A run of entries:
════════════════

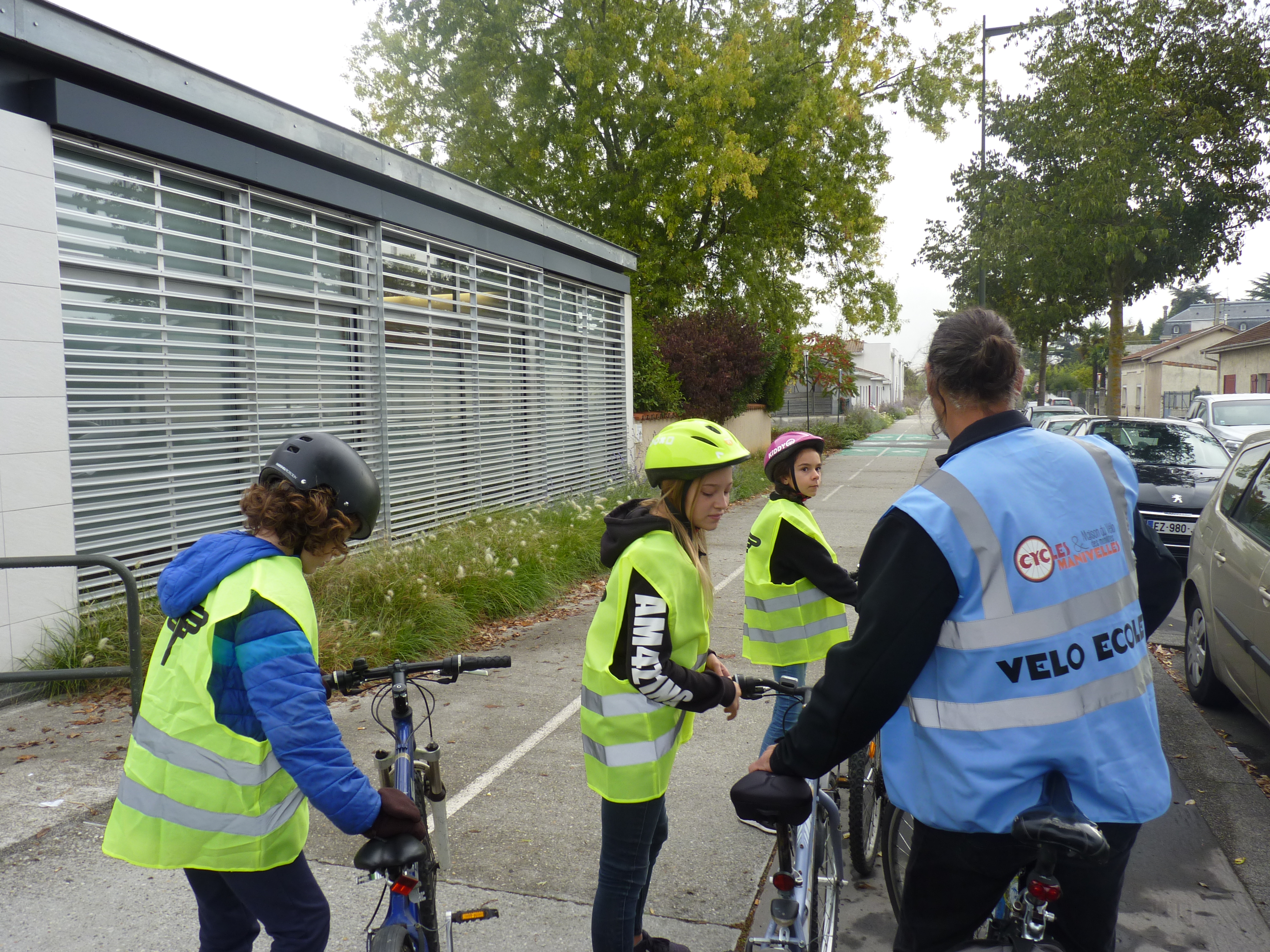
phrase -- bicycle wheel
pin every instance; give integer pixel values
(896, 843)
(427, 876)
(393, 939)
(824, 888)
(863, 809)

════════════════

▸ Objective
Reproduce the entries above with "pin" switched to "mark" and every other word kept as it is. Omit the pictures.

▸ Response to this exercise
phrase -- bicycle wheel
mark every instance; give integer pixel values
(896, 843)
(427, 876)
(393, 939)
(824, 888)
(863, 809)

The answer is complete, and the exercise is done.